BEGIN
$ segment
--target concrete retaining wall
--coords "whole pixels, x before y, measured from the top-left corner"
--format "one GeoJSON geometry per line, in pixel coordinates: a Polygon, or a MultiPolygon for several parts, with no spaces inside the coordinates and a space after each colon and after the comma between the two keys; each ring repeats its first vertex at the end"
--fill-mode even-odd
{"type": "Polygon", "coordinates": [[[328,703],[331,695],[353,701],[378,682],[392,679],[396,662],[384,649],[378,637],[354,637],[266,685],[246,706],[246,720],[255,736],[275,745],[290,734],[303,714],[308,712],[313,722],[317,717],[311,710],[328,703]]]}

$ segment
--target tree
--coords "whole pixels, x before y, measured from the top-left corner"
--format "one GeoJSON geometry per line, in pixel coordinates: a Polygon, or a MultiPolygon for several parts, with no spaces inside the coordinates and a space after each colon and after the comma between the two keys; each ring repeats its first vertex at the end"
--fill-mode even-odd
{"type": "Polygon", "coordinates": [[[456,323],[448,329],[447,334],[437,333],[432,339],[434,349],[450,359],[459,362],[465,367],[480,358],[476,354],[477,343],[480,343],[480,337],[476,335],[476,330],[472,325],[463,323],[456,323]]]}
END
BEGIN
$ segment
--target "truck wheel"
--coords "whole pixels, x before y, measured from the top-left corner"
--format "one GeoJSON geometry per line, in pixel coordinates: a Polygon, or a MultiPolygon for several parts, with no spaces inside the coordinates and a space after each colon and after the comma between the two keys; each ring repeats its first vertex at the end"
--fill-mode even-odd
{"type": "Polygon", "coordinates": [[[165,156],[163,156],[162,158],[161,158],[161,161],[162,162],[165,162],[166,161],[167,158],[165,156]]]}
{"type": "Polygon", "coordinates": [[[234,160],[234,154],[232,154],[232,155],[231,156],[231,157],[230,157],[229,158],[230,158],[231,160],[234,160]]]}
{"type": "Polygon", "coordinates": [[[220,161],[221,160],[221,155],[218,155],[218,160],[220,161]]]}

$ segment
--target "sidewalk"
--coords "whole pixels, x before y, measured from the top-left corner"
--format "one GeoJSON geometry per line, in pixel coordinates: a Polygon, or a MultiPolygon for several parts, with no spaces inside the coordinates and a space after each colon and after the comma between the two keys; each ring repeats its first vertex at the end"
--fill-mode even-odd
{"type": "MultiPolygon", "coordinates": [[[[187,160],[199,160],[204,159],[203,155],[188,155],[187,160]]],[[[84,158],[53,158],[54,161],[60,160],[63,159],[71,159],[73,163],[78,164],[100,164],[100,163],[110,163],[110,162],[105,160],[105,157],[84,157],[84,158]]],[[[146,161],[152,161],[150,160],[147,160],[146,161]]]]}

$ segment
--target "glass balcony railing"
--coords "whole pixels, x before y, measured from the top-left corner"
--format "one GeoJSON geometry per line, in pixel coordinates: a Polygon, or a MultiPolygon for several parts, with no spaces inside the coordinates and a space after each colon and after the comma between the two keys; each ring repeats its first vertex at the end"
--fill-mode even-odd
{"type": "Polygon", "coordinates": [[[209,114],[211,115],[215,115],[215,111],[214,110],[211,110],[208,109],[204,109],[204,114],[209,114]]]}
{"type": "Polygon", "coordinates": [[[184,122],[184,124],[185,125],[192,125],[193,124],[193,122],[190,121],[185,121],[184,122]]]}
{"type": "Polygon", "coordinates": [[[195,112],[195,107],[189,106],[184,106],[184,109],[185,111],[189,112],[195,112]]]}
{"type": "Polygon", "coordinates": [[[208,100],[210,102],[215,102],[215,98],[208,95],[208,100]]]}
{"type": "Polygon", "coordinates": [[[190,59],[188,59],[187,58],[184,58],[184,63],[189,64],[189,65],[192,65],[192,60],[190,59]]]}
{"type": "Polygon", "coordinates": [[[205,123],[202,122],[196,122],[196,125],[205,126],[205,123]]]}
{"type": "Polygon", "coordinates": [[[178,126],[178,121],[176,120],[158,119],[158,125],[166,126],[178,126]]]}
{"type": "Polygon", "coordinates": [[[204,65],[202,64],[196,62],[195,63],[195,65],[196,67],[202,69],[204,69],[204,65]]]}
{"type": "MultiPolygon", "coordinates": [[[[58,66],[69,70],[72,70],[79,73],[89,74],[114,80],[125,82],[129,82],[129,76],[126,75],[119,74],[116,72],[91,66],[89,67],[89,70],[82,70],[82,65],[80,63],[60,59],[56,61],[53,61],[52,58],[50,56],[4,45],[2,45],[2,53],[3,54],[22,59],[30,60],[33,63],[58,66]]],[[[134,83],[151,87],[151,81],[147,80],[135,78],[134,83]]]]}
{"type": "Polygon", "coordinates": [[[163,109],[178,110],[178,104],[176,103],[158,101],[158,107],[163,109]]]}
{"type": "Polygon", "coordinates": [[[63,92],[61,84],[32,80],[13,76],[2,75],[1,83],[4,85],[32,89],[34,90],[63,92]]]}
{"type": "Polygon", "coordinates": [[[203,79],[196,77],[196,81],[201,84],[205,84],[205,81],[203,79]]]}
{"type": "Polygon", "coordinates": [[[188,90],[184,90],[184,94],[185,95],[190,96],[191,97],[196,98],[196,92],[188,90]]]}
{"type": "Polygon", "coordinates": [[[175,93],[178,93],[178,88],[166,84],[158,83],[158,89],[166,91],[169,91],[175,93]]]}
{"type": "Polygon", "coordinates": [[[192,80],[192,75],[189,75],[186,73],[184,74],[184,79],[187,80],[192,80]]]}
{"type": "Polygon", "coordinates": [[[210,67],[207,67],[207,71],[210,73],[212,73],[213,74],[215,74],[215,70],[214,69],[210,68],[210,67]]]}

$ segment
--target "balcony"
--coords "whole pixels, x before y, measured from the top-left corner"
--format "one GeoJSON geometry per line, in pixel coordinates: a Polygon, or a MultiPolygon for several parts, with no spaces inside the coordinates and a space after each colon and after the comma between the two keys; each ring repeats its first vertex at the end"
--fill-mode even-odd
END
- _THE EXERCISE_
Which lines in the entries above contain the string "target"? Report each of them in full, matching case exactly.

- _CORRECT RESULT_
--target concrete retaining wall
--target tree
--target "truck wheel"
--target "sidewalk"
--target "glass balcony railing"
--target "balcony"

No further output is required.